### RECORDED DATA
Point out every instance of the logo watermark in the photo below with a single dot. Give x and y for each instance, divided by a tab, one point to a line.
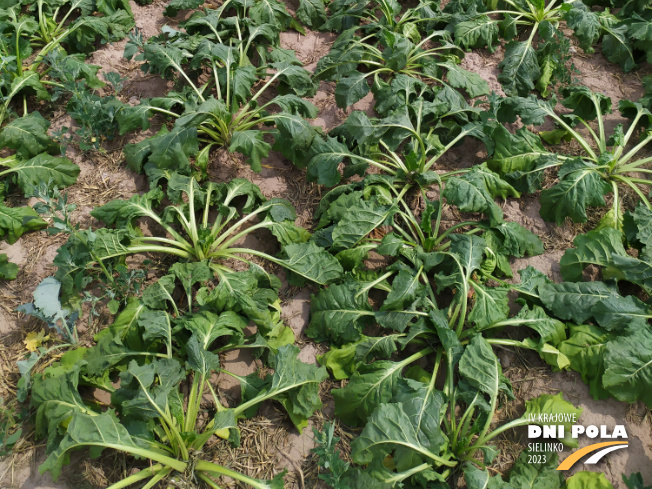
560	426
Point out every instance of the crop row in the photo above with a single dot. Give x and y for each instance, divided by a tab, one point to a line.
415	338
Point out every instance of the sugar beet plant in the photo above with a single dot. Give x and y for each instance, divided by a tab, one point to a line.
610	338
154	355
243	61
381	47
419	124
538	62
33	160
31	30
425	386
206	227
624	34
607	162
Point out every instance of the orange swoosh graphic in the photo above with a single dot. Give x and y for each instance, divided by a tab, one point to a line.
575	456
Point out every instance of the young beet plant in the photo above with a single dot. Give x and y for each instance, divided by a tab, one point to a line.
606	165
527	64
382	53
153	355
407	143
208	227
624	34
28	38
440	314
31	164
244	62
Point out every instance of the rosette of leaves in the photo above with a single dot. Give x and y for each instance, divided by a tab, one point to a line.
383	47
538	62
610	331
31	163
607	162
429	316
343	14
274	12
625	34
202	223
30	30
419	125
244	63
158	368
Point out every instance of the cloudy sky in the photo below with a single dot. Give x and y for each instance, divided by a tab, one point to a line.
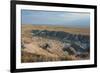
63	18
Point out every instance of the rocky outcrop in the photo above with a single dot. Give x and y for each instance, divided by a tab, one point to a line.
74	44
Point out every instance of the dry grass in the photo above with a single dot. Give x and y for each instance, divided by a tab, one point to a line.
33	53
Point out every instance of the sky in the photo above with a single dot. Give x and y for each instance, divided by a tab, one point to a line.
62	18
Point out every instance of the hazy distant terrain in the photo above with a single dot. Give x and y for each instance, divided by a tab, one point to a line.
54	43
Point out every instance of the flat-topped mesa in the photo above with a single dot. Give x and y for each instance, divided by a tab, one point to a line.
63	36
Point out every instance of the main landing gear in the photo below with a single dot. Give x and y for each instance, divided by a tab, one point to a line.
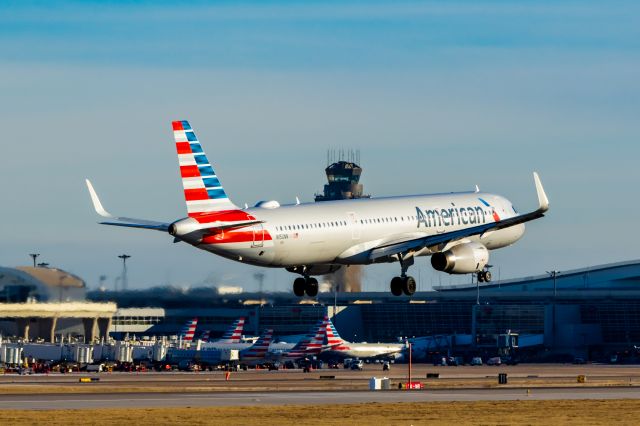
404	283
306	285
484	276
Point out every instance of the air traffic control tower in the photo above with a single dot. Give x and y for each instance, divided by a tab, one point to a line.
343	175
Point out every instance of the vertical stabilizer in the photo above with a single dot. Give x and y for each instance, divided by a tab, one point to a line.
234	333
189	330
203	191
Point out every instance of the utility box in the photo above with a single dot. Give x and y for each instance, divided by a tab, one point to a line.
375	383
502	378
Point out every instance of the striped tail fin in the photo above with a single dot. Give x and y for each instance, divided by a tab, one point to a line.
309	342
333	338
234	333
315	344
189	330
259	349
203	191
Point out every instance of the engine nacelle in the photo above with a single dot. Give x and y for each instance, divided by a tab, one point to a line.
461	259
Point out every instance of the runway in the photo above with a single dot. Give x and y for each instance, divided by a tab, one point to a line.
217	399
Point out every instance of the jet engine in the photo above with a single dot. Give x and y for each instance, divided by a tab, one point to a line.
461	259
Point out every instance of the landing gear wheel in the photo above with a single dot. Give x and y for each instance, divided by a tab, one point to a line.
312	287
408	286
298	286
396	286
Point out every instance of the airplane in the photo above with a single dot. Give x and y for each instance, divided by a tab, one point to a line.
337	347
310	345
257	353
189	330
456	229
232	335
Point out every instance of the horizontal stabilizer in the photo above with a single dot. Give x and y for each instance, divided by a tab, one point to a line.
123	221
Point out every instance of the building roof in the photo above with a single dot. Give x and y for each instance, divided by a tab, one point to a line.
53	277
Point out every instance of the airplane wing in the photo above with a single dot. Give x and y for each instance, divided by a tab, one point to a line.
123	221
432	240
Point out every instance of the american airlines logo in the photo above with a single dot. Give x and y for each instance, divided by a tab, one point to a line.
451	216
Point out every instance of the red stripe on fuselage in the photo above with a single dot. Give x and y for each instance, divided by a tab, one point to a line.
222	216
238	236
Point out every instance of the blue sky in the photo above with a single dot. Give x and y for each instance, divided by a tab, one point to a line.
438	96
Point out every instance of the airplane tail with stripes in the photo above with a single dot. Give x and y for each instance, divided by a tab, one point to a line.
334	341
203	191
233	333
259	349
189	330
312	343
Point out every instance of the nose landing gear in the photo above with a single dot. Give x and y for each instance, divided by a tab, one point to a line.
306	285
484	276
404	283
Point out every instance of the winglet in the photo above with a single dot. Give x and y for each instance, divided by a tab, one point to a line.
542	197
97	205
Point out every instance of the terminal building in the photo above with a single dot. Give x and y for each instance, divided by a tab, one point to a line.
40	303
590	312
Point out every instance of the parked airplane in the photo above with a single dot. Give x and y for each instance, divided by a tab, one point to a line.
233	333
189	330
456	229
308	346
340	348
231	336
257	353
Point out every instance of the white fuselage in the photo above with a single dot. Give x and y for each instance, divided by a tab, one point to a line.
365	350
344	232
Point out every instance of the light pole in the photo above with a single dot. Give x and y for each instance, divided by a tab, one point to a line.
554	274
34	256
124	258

### TASK DETAILS
Leave the pictures out, and print every line of the listing exactly as written.

### SOLUTION TO THIS TASK
Point out every instance of the logo watermark in the photo below with a single dot. Give x and y for each instance, divided by a tab, one point to a line.
560	426
Point out every instance of the crop row in the photo above with a single dot. Give x and y for each instance, divided by a tab, one point to a line.
415	338
Point out every instance of the sugar beet plant in the photo above with a single dot. Give x and y for each instance, divided by a tab, one point to a line.
610	338
154	355
243	61
381	47
419	124
538	62
33	160
31	30
425	386
206	227
624	34
607	162
Point out every instance of the orange swoosh graphic in the photo above with a single dot. Give x and y for each instance, divided by a tab, one point to a line.
575	456
Point out every instance of the young beet plant in the photo above with a single dot. Give x and y for each instance, divided by a tab, one point to a line.
606	165
527	64
382	53
153	355
407	143
208	227
624	34
28	38
440	314
31	164
244	62
Point out every instance of the rosette of leaves in the photo above with a single dot. Give x and y for each instance, divided by a tab, one point to a line.
383	47
538	62
610	331
31	163
607	162
429	316
343	14
274	12
625	34
202	223
30	30
419	125
244	63
158	368
Point out every instance of the cloudy sky in the photo below with a single dot. Give x and y for each instance, divided by a tab, one point to a line.
63	18
Point out every instance of the rocky outcrop in the photo above with a single dot. Give x and y for each instance, divided by a tab, one point to a line.
74	44
Point out every instance of the dry grass in the photo above with a single dot. Give x and y for each instance, divided by a tab, one point to a line.
33	53
Point out every instance of the sky in the photo above with a single dot. Give x and y for each instance, divided by a tab, one point to a line.
62	18
Point out every instance of the hazy distant terrain in the photo above with a single dot. Give x and y for each instance, divided by a tab, one point to a line.
54	43
Point out every instance of the flat-topped mesa in the photo above with a single dot. Give x and y for each instance, divided by a tab, one point to a line.
63	36
Point out every instance of the main landing gear in the photo below with a single dot. Give x and y for each instance, divided by a tab, one point to a line.
404	283
306	285
484	276
Point out every instance of the air traffic control tower in the photo above with a single dot. Give x and y for each instance, divided by a tab, one point to a line.
343	175
Point out every instance of the vertical stabilizer in the photo above with a single dot. Give x and y for each instance, divided by a tab, one point to a line.
234	333
189	330
203	191
Point out every instance of the utility box in the photo above with a single dot. Give x and y for each instance, divided by a tab, one point to a line.
375	383
502	378
Point out every instance of the striped tail fin in the photo above with a single dot. Give x and y for each instance, divided by a tab, one point to a line.
309	342
333	338
234	333
315	344
189	330
259	349
203	191
Point out every instance of the engine nacelle in the photo above with a single dot. Give x and y for each instance, divided by a tab, one point to a line.
461	259
Point out every instance of the runway in the photo above with a single dot. Give x and y for each instance, divided by a tab, one point to a line.
217	399
Point out every instance of the jet engine in the photo above with a single dot. Give x and y for each instance, divided by a tab, one point to a line.
461	259
Point out every instance of the landing gear wheel in the photo above with a single dot. Give x and y for each instance, divided by a tab, one point to a line.
312	287
408	286
298	286
396	286
Point out every instance of the airplane in the photo above with a single dot. Give x and y for each instance, divided by a tab, one point to a line.
337	347
310	345
257	353
189	330
456	229
232	335
Point out every instance of the horizontal stabilizer in the photo above with a single dot. Give x and y for each instance, divided by a tab, one point to a line.
123	221
Point out every instance of the building roof in the photo above with a single dot. Give x and y for each instance, divided by a tab, one point to a line.
53	277
Point out every instance of the airplane wing in the photo above with a single dot. Give x and y for each instance, divided by a tab, one point to a line.
123	221
432	240
Point out every instance of the american airlines logo in the photo above with a single dot. Give x and y for each instance, divided by a tab, one point to a line.
451	216
Point out every instance of the red stripe on fuselage in the photo above with a single dot. Give x and y for each instance, divided by a tab, one point to a line.
222	216
238	236
Point out every instance of the blue sky in the photo above with a single dot. Give x and y for each instance, divided by a tab, one point to a line.
438	96
Point out every instance of the airplane tail with stripes in the photo above with a single dot. Give x and y for each instance, divided by a tab, one point to a line.
334	341
203	191
233	333
259	349
189	330
312	343
Point out every instance of the nose landing gear in the photo above with a single dot. Give x and y for each instance, divided by a tab, one point to a line.
306	285
484	276
404	283
Point out every instance of the winglet in the photo above with a single dot. Give x and y for each instance, divided by a tab, one point to a line.
542	197
97	205
Point out every instance of the terminal building in the photo above with a single dot. Give x and y for each instance, divided by a tab, one point to a line.
40	303
590	312
Point out every instance of the parked airplane in the photo above with a single dot. Give x and y for each instance, divided by a tab, one point to a line.
233	333
189	330
456	229
308	346
340	348
231	336
257	353
Point out every instance of the white fuselage in the photo above with a single dot. Give x and y for each instance, divided by a tab, one point to a line.
365	350
344	232
Point out every instance of the light pole in the photo above with a single dot. Give x and y for each instance, divided by a tab, one point to a line.
554	274
34	256
124	258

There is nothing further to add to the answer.